DULUTH — The money that flowed to Duluth schools during the pandemic paid for counselors, technology and innovative programs to boost learning.

But that money runs out next year, and schools face cuts to much of what was added.

That's the impetus, school officials say, behind two levy questions to be posed to voters Nov. 7: one about refinancing existing debt and one that asks them to fund a technology program. Together, they would offer an annual increase of $7.9 million for Duluth Public Schools for the next decade, totaling nearly $80 million.

"We've had a [major] infusion of money over the past few years," much of which had a "huge impact" on students, Superintendent John Magas said at a recent news conference. "That funding ends on June 30."

More than 20 jobs would be eliminated for the following school year as part of about $5 million in reductions, a trend that would likely continue for 5 years, Magas said.

Like all public districts, Duluth reaped the benefits of more state funding this year, but it doesn't cover all school needs, he said.

Owning a median-priced home in Duluth — at $289,000 — would mean paying an additional $142.20 in property taxes in 2024 if both questions are approved.

What additional money would pay for:

  • New technology staff and training for educators on how to use tech, Chromebooks for students with money to replace them as they age out, cybersecurity, up-to-date technology in classrooms and digital curriculum.
  • Counselors, academic interventionists and programs that help improve attendance, behavior and graduation rates.

Problem:
Can you print the part of the Duluth school levy article between "Owning a median-priced" and "questions are approved.", inclusive? You can ignore the records entirely.

Free-text object descriptions:
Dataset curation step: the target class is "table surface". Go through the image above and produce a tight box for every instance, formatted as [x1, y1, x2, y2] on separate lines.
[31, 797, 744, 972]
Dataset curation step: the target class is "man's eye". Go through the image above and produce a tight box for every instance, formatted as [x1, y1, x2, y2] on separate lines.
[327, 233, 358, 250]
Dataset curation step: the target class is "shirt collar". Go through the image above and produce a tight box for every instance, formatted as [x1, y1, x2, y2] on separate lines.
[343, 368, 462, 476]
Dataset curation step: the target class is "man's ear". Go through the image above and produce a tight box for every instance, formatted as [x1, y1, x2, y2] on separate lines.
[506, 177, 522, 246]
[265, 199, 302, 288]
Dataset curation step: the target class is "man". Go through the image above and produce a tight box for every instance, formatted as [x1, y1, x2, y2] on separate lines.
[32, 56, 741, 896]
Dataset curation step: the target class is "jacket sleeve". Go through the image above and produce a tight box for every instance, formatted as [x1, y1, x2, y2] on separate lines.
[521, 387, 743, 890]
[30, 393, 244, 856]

* * *

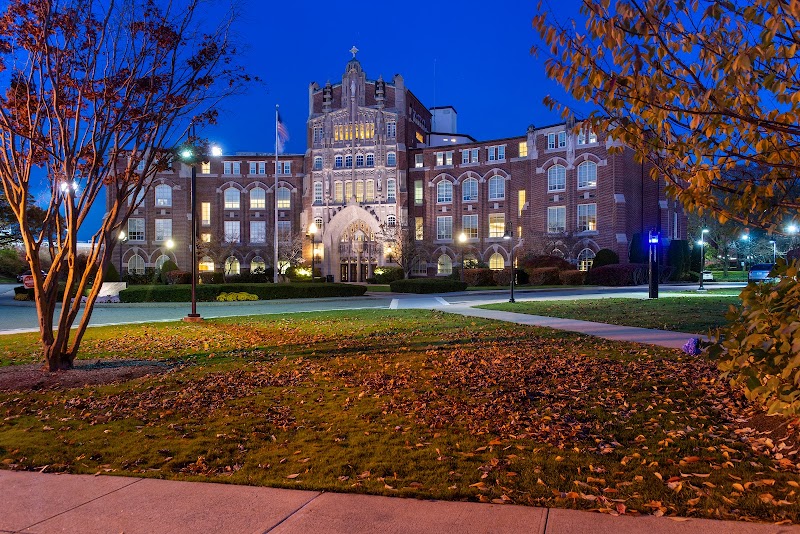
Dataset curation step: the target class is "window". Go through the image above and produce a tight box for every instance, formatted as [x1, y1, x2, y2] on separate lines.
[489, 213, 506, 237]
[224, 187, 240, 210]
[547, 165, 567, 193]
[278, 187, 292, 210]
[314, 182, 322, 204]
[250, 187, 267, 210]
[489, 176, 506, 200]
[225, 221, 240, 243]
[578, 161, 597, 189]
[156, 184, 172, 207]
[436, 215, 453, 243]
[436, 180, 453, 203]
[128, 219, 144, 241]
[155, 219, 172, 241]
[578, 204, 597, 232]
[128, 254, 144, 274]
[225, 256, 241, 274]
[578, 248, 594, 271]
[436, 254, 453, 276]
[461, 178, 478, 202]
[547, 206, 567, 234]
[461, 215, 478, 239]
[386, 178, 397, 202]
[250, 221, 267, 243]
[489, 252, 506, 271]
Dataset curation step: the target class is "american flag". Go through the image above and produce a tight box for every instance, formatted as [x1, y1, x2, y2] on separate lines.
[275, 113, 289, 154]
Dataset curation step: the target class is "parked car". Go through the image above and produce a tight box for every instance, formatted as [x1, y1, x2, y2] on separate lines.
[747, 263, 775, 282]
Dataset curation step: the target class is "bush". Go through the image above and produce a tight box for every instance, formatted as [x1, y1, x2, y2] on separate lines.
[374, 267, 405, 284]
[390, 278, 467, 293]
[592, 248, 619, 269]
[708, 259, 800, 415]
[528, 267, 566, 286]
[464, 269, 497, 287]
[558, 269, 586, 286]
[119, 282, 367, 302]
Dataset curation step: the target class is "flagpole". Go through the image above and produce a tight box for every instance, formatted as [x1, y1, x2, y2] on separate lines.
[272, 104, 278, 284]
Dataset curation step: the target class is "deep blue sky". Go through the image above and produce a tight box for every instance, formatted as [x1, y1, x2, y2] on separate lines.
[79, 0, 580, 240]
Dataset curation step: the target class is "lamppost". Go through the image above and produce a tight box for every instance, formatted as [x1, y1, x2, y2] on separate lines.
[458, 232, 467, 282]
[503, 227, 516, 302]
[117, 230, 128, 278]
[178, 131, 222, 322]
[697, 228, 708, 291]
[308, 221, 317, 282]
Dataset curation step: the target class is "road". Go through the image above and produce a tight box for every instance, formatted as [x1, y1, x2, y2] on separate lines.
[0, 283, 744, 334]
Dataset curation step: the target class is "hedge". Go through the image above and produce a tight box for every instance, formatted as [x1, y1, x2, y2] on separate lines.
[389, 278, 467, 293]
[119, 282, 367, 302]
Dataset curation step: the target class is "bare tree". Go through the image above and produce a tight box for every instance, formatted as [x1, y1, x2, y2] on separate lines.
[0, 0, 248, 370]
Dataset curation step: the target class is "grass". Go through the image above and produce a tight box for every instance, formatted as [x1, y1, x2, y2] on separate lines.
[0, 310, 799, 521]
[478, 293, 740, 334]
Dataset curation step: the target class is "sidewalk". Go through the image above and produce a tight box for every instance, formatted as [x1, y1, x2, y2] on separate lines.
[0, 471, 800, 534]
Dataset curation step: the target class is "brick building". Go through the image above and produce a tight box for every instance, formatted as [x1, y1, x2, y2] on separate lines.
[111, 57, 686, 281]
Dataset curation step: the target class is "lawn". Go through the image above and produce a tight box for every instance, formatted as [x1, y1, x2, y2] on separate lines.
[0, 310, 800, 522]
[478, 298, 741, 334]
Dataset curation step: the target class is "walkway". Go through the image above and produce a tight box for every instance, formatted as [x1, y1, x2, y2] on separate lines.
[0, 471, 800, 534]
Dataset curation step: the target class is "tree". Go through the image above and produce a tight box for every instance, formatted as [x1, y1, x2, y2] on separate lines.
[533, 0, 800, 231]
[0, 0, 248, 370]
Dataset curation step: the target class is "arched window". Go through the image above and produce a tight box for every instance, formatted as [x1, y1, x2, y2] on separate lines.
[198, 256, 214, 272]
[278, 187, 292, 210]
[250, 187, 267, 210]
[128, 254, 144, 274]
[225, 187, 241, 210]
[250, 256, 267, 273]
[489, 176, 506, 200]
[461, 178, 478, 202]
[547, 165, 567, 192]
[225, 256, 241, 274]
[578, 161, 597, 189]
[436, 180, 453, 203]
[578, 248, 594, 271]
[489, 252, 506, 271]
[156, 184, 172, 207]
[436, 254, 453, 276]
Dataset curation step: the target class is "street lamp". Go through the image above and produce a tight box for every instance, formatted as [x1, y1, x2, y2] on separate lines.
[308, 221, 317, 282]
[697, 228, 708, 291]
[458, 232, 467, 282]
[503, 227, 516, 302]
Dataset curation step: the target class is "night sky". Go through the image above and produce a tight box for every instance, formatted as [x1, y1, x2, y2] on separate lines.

Written reply:
Owning a median-priced home in Duluth — at $289,000 — would mean paying an additional $142.20 in property taxes in 2024 if both questions are approved.